BEGIN Data for this exercise

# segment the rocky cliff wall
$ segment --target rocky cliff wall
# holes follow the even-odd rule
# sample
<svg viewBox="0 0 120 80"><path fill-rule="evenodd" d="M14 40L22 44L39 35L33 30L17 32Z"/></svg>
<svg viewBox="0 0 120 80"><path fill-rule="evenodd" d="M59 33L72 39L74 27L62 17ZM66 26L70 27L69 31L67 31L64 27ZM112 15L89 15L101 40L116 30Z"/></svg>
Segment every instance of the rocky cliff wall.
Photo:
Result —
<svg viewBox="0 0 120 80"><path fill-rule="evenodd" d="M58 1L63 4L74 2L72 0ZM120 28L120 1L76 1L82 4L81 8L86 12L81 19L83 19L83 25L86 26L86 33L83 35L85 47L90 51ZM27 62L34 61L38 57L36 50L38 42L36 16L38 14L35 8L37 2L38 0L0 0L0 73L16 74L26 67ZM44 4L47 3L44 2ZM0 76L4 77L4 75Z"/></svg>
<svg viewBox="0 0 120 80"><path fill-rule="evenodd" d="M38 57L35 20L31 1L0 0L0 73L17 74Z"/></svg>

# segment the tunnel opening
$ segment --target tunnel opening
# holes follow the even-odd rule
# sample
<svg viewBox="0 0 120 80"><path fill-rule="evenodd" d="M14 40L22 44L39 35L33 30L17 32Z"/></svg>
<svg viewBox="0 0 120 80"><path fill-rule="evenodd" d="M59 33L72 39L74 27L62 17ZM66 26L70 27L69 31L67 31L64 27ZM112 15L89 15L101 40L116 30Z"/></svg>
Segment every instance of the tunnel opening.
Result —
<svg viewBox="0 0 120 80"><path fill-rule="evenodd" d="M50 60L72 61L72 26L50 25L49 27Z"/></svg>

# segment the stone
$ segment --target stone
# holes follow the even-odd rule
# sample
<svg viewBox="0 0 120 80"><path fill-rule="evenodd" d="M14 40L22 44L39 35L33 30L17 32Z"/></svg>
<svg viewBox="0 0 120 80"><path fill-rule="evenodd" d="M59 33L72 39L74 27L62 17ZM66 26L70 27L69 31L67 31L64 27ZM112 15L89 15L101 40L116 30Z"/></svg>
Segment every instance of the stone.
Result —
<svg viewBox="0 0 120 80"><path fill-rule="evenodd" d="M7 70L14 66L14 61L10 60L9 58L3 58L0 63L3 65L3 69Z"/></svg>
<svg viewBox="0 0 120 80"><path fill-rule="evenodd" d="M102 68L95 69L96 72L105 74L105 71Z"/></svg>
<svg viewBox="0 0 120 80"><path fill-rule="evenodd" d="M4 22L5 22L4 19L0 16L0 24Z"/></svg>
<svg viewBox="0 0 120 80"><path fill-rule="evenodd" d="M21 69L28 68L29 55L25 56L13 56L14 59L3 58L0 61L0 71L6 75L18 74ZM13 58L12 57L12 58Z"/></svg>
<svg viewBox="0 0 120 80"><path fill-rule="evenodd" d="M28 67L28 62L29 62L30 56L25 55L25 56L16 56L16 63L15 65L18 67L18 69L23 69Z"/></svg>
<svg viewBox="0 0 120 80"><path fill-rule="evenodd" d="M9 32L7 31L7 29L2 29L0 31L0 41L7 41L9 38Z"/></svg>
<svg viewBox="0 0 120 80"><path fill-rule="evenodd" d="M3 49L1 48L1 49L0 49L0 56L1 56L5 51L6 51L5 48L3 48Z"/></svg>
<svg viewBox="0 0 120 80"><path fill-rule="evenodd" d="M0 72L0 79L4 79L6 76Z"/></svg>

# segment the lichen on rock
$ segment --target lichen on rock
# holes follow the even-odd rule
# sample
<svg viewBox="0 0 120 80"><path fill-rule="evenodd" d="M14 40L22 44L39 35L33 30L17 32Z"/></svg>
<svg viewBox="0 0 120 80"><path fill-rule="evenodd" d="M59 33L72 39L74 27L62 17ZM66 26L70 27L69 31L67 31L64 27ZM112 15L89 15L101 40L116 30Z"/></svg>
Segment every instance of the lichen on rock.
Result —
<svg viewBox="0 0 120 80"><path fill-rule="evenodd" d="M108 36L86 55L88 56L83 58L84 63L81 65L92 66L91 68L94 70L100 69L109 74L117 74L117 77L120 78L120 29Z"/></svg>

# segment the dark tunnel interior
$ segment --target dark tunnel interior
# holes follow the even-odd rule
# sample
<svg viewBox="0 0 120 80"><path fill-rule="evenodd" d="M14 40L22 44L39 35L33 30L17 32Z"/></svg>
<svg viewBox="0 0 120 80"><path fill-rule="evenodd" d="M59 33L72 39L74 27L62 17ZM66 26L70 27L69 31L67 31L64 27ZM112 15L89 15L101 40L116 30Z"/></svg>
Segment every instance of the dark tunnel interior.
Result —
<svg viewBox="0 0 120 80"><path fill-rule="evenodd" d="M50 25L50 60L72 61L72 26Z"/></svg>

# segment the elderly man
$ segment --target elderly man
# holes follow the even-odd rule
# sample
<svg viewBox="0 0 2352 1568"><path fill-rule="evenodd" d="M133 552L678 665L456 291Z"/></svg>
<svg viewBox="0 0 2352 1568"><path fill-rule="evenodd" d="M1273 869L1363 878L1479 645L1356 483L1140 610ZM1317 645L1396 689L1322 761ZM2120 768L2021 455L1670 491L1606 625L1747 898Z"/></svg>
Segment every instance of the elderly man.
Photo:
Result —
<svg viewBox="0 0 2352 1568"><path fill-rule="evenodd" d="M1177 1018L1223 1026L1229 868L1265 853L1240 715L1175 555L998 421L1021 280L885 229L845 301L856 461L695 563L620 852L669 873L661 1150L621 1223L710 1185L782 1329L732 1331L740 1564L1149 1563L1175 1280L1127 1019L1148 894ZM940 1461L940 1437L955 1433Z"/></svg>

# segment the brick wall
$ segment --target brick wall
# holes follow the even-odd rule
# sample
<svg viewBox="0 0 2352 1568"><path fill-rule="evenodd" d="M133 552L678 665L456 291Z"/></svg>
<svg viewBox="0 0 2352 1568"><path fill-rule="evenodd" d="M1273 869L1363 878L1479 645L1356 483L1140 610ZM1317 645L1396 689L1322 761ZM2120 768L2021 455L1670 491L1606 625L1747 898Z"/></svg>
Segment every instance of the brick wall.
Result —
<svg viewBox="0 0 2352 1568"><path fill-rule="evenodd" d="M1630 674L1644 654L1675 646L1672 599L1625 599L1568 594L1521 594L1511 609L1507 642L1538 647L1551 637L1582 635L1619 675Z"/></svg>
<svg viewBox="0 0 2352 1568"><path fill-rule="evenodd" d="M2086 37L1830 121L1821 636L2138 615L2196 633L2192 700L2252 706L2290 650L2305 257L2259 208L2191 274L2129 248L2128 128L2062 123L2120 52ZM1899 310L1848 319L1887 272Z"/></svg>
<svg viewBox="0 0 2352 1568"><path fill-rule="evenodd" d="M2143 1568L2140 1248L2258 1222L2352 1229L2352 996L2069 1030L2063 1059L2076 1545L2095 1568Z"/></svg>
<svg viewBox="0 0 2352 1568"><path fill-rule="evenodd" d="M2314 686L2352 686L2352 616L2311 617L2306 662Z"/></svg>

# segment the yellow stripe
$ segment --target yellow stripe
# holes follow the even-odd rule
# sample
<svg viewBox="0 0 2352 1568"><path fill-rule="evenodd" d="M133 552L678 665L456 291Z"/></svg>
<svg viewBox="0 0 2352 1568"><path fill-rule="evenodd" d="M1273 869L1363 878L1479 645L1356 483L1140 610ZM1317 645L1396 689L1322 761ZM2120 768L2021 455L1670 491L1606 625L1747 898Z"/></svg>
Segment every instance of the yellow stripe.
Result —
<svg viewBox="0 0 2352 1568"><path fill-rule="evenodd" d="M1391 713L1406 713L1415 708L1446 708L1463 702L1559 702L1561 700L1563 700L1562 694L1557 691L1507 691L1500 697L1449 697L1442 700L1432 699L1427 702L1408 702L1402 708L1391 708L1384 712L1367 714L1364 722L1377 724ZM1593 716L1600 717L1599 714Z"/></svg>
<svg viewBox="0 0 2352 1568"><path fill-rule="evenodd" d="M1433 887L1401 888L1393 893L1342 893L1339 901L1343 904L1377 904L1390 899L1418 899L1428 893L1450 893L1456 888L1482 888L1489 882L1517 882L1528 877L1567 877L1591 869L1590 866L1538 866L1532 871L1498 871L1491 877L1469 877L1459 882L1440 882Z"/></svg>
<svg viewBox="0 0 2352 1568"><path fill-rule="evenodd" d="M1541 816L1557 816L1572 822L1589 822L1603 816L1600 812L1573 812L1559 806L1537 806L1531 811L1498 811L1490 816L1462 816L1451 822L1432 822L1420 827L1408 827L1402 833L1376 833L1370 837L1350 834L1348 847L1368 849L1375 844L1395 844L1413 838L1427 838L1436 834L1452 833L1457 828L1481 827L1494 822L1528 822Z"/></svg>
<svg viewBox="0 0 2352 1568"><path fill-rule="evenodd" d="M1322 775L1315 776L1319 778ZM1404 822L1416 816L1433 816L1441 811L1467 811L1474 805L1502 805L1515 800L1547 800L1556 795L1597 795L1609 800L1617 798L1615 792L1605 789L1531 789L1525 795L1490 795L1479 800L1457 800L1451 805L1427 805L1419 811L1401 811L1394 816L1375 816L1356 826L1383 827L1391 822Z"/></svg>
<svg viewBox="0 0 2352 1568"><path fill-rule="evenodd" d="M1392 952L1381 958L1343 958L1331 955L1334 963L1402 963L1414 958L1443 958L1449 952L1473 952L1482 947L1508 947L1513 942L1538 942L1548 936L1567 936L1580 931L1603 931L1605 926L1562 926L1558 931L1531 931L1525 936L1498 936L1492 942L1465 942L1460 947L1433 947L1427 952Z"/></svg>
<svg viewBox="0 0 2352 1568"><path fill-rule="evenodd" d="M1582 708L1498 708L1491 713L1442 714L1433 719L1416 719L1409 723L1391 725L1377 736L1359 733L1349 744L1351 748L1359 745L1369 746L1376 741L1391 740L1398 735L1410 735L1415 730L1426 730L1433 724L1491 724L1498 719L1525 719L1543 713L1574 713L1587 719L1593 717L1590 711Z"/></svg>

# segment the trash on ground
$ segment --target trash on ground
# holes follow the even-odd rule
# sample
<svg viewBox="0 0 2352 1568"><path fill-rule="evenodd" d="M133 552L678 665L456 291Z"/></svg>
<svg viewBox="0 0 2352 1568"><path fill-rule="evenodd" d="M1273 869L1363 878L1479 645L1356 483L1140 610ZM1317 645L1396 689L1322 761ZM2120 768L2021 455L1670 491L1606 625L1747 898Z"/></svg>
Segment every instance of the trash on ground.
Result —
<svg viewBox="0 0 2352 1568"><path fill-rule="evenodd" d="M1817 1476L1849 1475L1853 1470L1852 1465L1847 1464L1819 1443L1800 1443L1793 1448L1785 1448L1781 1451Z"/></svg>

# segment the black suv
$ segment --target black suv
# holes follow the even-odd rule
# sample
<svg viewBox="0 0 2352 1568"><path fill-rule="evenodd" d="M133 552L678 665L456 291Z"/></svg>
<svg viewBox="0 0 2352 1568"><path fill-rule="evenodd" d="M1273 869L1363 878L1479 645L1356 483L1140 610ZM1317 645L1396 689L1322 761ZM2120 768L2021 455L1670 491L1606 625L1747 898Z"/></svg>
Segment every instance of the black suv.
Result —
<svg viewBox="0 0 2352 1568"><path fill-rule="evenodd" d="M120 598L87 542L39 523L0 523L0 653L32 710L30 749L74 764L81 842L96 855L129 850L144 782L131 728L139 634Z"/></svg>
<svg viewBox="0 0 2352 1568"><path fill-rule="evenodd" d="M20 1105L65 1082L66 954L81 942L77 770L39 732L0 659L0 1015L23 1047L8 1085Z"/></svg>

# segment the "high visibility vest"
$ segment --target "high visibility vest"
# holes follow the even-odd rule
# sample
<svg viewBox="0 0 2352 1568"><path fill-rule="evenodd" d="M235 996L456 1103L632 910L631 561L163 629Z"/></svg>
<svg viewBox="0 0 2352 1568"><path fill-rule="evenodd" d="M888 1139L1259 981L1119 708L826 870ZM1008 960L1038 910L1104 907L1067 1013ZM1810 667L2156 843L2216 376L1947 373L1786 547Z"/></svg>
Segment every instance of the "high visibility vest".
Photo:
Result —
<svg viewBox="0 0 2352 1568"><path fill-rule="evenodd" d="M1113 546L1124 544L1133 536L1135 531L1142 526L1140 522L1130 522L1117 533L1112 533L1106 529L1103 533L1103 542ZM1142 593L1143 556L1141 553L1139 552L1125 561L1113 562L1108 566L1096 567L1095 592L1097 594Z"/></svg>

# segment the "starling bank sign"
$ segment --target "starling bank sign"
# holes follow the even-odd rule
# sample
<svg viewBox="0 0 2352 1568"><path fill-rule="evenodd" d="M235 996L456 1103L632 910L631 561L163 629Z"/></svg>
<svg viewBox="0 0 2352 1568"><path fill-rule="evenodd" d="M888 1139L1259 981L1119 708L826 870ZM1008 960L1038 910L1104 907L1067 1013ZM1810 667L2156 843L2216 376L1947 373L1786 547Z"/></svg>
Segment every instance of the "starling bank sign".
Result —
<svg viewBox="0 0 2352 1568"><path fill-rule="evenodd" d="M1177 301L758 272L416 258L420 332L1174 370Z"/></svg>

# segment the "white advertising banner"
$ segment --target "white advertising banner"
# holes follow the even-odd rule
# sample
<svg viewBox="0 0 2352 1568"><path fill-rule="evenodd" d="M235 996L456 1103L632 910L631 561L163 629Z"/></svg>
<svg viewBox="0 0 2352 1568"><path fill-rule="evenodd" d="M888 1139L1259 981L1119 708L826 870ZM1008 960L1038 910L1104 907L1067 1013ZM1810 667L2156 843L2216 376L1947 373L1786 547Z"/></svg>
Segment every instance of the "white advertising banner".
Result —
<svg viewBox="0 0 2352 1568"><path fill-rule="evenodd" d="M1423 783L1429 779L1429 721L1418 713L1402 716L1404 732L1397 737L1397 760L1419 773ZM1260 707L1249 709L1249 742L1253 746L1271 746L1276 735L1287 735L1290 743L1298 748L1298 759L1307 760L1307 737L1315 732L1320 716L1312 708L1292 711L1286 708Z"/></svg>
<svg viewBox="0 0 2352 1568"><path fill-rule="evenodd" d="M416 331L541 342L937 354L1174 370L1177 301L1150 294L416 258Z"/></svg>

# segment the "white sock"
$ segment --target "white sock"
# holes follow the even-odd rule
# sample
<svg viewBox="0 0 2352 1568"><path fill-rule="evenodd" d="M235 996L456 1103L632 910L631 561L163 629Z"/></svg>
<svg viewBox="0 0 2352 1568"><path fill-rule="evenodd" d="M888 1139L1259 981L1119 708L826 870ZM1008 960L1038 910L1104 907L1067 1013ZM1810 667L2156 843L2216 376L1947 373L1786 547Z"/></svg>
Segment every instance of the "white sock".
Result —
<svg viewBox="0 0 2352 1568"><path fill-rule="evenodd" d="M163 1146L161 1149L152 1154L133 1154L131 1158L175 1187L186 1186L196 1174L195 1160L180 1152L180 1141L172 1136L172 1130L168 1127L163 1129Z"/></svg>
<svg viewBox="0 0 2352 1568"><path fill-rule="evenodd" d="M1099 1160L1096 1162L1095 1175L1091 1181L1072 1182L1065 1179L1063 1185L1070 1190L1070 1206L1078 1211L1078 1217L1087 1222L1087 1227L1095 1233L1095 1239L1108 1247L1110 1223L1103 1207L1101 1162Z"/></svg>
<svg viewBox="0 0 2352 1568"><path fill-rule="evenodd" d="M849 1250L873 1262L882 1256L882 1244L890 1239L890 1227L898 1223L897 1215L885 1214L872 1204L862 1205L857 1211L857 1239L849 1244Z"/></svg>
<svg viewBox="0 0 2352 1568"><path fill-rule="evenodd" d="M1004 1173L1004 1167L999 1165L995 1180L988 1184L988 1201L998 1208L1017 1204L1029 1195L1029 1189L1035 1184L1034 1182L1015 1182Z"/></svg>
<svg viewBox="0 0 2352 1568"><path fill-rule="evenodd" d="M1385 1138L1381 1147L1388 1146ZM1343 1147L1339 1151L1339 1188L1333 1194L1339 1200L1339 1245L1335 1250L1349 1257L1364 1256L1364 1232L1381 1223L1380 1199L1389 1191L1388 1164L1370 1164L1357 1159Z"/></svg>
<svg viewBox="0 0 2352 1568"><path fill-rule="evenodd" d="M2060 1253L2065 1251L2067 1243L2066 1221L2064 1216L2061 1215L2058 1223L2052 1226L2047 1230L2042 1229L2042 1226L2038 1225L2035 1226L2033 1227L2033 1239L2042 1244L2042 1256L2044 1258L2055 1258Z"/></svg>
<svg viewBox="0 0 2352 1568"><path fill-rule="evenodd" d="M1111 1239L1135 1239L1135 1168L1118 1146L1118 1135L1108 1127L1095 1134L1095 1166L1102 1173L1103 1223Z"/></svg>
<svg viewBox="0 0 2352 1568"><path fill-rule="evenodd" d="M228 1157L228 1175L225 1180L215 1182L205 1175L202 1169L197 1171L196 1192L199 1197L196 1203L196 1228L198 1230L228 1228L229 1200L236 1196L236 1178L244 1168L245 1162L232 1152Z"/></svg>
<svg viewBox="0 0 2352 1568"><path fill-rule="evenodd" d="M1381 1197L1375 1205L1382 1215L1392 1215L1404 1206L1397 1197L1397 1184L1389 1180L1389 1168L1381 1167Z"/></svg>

END Data for this exercise

▶ _Activity_: Copy each line above that has the word "black".

▶ _Answer box_:
# segment the black suv
$ segment --target black suv
Segment every instance of the black suv.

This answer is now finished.